### Data to process

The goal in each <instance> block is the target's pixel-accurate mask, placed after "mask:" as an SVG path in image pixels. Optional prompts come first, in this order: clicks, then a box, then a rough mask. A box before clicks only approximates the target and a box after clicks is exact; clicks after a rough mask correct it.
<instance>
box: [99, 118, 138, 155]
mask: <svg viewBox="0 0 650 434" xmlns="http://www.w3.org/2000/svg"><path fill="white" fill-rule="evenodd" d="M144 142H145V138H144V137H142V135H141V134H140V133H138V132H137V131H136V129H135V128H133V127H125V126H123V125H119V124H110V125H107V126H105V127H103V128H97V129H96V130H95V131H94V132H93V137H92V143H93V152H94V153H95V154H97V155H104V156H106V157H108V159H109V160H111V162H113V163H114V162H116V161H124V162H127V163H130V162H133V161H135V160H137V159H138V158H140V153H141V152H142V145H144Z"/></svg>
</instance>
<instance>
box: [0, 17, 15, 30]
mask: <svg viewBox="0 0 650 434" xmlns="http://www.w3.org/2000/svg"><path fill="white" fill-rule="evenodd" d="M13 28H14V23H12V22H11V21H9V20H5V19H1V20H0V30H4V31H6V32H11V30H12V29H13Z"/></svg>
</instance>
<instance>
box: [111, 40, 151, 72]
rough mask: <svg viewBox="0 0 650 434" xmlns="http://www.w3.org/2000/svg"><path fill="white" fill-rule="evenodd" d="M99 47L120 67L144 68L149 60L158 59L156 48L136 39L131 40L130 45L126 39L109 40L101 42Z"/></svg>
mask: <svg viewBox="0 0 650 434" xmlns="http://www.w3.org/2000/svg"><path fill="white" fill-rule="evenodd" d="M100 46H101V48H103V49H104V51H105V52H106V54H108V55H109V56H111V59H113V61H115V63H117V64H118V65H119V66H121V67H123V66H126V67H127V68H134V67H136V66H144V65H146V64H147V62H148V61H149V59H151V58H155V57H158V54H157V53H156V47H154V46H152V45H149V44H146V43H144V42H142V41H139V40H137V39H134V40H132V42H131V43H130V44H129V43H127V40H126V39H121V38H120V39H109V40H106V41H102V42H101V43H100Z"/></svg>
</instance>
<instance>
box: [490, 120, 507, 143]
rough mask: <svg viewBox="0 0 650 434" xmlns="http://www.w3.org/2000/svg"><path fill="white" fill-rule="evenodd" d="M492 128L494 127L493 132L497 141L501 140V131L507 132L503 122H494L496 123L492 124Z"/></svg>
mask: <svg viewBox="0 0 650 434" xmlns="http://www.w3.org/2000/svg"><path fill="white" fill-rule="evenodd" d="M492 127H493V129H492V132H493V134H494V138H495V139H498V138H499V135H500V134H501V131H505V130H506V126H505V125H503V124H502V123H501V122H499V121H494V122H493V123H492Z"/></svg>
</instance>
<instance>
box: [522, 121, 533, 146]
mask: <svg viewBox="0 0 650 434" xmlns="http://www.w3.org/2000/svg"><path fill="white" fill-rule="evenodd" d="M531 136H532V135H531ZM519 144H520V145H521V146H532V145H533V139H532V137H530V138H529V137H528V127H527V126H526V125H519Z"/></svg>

### Assigned task
Please repeat the records above exactly, from their start through the line that contains "box: [99, 118, 138, 155]".

### Written solution
The goal in each <instance> block is the target's pixel-accurate mask, placed after "mask:" as an SVG path in image pixels. Optional prompts come first, in this order: clicks, then a box, then a rough mask. A box before clicks only approximates the target and a box after clicks is exact; clicks after a rough mask correct it.
<instance>
box: [99, 118, 138, 155]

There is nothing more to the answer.